▶ _ЦЕЛЬ_
Перепишите все строки записей ниже в точности, не меняя ни одного символа.

▶ _ИСХОДНЫЕ ДАННЫЕ_

---

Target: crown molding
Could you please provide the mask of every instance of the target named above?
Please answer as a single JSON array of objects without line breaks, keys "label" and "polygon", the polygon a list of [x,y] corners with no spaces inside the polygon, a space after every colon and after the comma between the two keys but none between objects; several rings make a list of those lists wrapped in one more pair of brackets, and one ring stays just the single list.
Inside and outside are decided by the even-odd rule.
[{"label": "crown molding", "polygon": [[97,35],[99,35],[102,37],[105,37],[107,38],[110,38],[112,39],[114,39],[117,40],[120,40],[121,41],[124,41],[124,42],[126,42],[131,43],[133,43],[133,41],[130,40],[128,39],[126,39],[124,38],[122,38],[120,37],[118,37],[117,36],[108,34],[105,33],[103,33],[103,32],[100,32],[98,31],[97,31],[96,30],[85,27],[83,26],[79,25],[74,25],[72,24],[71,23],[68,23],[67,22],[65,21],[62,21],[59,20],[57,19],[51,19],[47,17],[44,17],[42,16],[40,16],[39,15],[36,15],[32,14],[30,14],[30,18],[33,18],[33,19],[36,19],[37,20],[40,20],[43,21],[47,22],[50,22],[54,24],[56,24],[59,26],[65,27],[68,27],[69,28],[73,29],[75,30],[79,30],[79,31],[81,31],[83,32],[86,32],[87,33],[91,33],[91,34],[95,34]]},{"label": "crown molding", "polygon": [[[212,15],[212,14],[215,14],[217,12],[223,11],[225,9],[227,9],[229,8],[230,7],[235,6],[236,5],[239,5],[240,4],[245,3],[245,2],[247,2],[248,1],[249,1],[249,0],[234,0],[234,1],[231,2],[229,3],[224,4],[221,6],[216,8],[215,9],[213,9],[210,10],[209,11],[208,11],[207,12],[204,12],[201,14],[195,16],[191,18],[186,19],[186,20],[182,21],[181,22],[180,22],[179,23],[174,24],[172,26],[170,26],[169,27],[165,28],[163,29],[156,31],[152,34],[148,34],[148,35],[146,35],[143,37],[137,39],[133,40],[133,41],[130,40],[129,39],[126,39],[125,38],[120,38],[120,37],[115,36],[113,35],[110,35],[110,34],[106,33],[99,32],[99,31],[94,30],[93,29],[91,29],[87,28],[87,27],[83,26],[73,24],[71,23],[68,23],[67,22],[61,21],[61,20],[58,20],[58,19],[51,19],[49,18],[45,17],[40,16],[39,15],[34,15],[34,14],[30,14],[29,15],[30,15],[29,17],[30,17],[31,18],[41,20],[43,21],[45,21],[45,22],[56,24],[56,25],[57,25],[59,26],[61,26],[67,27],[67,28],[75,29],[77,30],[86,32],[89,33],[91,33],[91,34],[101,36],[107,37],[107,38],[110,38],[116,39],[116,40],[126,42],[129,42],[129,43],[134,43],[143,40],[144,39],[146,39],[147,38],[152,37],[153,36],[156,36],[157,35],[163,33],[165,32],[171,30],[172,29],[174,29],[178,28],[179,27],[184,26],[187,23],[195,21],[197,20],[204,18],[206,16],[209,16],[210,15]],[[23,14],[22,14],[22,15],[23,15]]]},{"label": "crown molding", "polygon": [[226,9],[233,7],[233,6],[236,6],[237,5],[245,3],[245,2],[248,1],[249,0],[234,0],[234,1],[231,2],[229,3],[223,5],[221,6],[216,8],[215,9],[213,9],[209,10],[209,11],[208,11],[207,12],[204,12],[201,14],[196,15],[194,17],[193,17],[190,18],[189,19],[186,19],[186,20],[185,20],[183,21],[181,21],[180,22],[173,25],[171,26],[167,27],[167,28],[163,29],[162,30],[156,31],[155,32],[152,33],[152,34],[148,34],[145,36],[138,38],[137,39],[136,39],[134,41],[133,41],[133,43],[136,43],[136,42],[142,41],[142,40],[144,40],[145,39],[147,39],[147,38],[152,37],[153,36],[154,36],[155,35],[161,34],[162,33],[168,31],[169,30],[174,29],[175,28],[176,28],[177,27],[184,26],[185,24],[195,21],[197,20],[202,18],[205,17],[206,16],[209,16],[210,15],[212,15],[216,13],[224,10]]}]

---

▶ _ОТВЕТ_
Target: crown molding
Could you please provide the mask of every instance of the target named above?
Please answer as a single JSON array of objects without line breaks, keys "label" and "polygon", the polygon a list of [x,y] corners with no spaces inside the polygon, a space after every colon and after the comma between the two keys but none between objects; several rings make a list of those lists wrapped in one more pair of brackets, and one ring stays just the single list.
Inside and outside are decided by the even-odd rule.
[{"label": "crown molding", "polygon": [[97,35],[99,35],[102,37],[105,37],[107,38],[110,38],[112,39],[114,39],[117,40],[120,40],[121,41],[124,41],[124,42],[126,42],[131,43],[133,43],[133,41],[130,40],[128,39],[126,39],[124,38],[122,38],[120,37],[118,37],[117,36],[108,34],[105,33],[103,33],[103,32],[100,32],[98,31],[97,31],[96,30],[85,27],[83,26],[79,25],[74,25],[72,24],[71,23],[68,23],[67,22],[65,21],[62,21],[59,20],[57,19],[51,19],[47,17],[44,17],[42,16],[40,16],[39,15],[36,15],[32,14],[30,14],[30,18],[33,18],[33,19],[36,19],[37,20],[40,20],[43,21],[47,22],[50,22],[54,24],[56,24],[59,26],[65,27],[68,27],[69,28],[73,29],[75,30],[79,30],[79,31],[81,31],[83,32],[86,32],[87,33],[91,33],[91,34],[95,34]]},{"label": "crown molding", "polygon": [[[212,15],[212,14],[215,14],[217,12],[223,11],[225,9],[227,9],[229,8],[230,7],[235,6],[236,5],[239,5],[240,4],[245,3],[245,2],[247,2],[248,1],[249,1],[249,0],[234,0],[234,1],[231,2],[229,3],[224,4],[221,6],[216,8],[215,9],[213,9],[210,10],[209,11],[208,11],[207,12],[204,12],[201,14],[195,16],[191,18],[186,19],[186,20],[182,21],[181,22],[180,22],[179,23],[174,24],[172,26],[170,26],[169,27],[165,28],[163,29],[156,31],[152,34],[148,34],[148,35],[146,35],[143,37],[137,39],[133,40],[133,41],[130,40],[129,39],[126,39],[125,38],[120,38],[120,37],[115,36],[113,35],[110,35],[110,34],[106,33],[99,32],[99,31],[94,30],[93,29],[91,29],[87,28],[87,27],[83,26],[73,24],[71,23],[68,23],[67,22],[61,21],[61,20],[58,20],[58,19],[51,19],[49,18],[45,17],[40,16],[39,15],[34,15],[34,14],[30,14],[29,15],[30,15],[29,17],[30,17],[31,18],[41,20],[43,21],[45,21],[45,22],[56,24],[56,25],[57,25],[59,26],[61,26],[67,27],[67,28],[75,29],[77,30],[86,32],[89,33],[91,33],[91,34],[101,36],[107,37],[107,38],[110,38],[116,39],[116,40],[126,42],[129,42],[129,43],[134,43],[143,40],[144,39],[146,39],[147,38],[152,37],[153,36],[156,36],[157,35],[163,33],[165,32],[171,30],[172,29],[174,29],[178,28],[179,27],[184,26],[187,23],[195,21],[197,20],[204,18],[206,16],[209,16],[210,15]],[[23,14],[22,14],[22,15],[23,15]]]},{"label": "crown molding", "polygon": [[226,9],[233,7],[233,6],[236,6],[237,5],[245,3],[245,2],[248,1],[249,0],[234,0],[234,1],[231,2],[229,3],[223,5],[221,6],[216,8],[215,9],[213,9],[209,10],[209,11],[208,11],[207,12],[204,12],[201,14],[196,15],[194,17],[193,17],[190,18],[189,19],[186,19],[186,20],[185,20],[183,21],[181,21],[180,22],[173,25],[171,26],[167,27],[167,28],[163,29],[162,30],[156,31],[155,32],[152,33],[152,34],[148,34],[145,36],[138,38],[137,39],[136,39],[134,41],[133,41],[133,43],[136,43],[136,42],[142,41],[142,40],[144,40],[145,39],[147,39],[147,38],[152,37],[153,36],[154,36],[155,35],[161,34],[162,33],[168,31],[169,30],[174,29],[175,28],[176,28],[177,27],[184,26],[185,24],[195,21],[197,20],[202,18],[205,17],[206,16],[209,16],[210,15],[212,15],[216,13],[224,10]]}]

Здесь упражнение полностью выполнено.